(Beginning of DOCUMENT EXTRACT)

I designed a graph schema for code — not just files and functions but the full structure:

Workspace → Package → File → Module → Symbol/Function
                ↓                          ↓
          DEPENDS_ON                   CALLS / USES_TYPE / IMPLEMENTS

Vertices: Workspace, Package, File, Symbol (structs, enums, traits), Function, Field, Parameter, GitCommit, Author.

Edges: CONTAINS, DEFINED_IN, CALLS, DEPENDS_ON, IMPLEMENTS, HAS_METHOD, HAS_FIELD, HAS_PARAM, AUTHORED, SNAPSHOT_OF.

The key insight: the relationships are more valuable than the nodes. Any IDE can list files and functions. But traversing show me every function that transitively depends on SledTransaction — that's a graph problem.

The indexer: syn vs. LSP

First version: a Rust crate (cypherlite-indexer) that uses syn to parse every .rs file, extracts structs/enums/traits/functions/impl blocks/use statements, and writes them as Cypher into a Cypherlite database. Best-effort call graph by matching function call names in the AST.

It works. 166 symbols, 1272 functions, 4004 CALLS edges on the Cypherlite workspace. Zero query errors. Incremental updates via git diff.

But the call graph is name-matching. foo() in one file gets linked to every function named foo in the project. Trait impls, generics, macros — all invisible.

Second version: instead of parsing the AST ourselves, become an LSP client. Start rust-analyzer as a subprocess, send it documentSymbol requests per file, outgoingCalls per function. The language server does the hard work — type resolution, trait dispatch, macro expansion.

Same workspace, same schema, same database:

             syn         LSP (rust-analyzer)
Symbols      166         162
Functions   1272        1174
CALLS       4004        8057

Twice as many CALLS edges. Because the compiler knows that self.reader.read_line() resolves to BufReader<ChildStdout>::read_line which is BufRead::read_line. syn sees a method call named read_line and matches it to every function with that name. The LSP resolves it to the one correct target.

The best part: to support TypeScript, you swap rust-analyzer for typescript-language-server. Same LSP protocol, same indexer code, same graph schema. C++ with clangd. Python with pylsp. One tool, every language.

(End of DOCUMENT EXTRACT)

ACTIVITY A.
According to the write-up on the code graph schema, how many CALLS edges did the rust-analyzer version of the indexer produce?
ACTIVITY B.
Render this sentence from the write-up on the code graph schema in Spanish: "The key insight: the relationships are more valuable than the nodes."
ACTIVITY C.
From the write-up on the code graph schema, reproduce the passage starting with "Same workspace, same" and going on through "tool, every language.".

(Beginning of MATERIAL SUPPLIED)

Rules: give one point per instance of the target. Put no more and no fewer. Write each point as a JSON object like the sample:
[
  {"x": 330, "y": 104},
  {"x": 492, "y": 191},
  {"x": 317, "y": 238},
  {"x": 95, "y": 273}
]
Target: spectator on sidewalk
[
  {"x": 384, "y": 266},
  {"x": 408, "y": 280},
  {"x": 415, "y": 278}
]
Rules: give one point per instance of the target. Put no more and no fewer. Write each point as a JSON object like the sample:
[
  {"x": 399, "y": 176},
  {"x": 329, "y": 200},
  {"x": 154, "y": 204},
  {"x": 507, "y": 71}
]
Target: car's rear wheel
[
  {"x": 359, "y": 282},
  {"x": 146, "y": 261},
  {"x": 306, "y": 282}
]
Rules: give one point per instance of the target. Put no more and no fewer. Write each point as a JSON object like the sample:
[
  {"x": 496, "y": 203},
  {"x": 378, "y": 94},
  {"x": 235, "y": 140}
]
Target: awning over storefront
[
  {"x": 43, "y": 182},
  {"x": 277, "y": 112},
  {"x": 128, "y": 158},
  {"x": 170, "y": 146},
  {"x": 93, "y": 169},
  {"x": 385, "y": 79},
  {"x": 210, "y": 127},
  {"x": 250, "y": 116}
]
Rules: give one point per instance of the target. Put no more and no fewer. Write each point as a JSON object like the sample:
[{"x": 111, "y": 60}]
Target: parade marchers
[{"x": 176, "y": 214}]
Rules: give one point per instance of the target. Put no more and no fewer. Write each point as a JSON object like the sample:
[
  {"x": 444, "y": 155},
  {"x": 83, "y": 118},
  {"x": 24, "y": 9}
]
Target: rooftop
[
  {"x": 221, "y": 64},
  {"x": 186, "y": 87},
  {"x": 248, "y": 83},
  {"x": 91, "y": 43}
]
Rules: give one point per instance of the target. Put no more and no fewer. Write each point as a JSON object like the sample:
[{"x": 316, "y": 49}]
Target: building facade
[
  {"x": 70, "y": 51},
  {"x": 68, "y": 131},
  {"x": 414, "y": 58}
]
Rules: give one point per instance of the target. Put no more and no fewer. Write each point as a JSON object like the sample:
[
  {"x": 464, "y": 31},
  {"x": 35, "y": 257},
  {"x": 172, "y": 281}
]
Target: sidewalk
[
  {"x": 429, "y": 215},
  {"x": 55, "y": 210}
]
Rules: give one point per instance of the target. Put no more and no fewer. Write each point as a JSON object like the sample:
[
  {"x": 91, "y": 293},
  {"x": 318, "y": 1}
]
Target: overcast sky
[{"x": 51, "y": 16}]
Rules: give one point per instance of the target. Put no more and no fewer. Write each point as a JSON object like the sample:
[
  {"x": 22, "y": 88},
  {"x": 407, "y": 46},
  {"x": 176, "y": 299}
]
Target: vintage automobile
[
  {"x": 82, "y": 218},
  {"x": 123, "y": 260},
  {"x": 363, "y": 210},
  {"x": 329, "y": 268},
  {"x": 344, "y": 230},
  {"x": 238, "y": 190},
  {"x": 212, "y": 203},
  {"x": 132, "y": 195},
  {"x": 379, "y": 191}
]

(End of MATERIAL SUPPLIED)

EXPECTED ANSWER A.
8057

EXPECTED ANSWER B.
La idea clave: las relaciones son más valiosas que los nodos.

EXPECTED ANSWER C.
Same workspace, same schema, same database:

             syn         LSP (rust-analyzer)
Symbols      166         162
Functions   1272        1174
CALLS       4004        8057

Twice as many CALLS edges. Because the compiler knows that self.reader.read_line() resolves to BufReader<ChildStdout>::read_line which is BufRead::read_line. syn sees a method call named read_line and matches it to every function with that name. The LSP resolves it to the one correct target.

The best part: to support TypeScript, you swap rust-analyzer for typescript-language-server. Same LSP protocol, same indexer code, same graph schema. C++ with clangd. Python with pylsp. One tool, every language.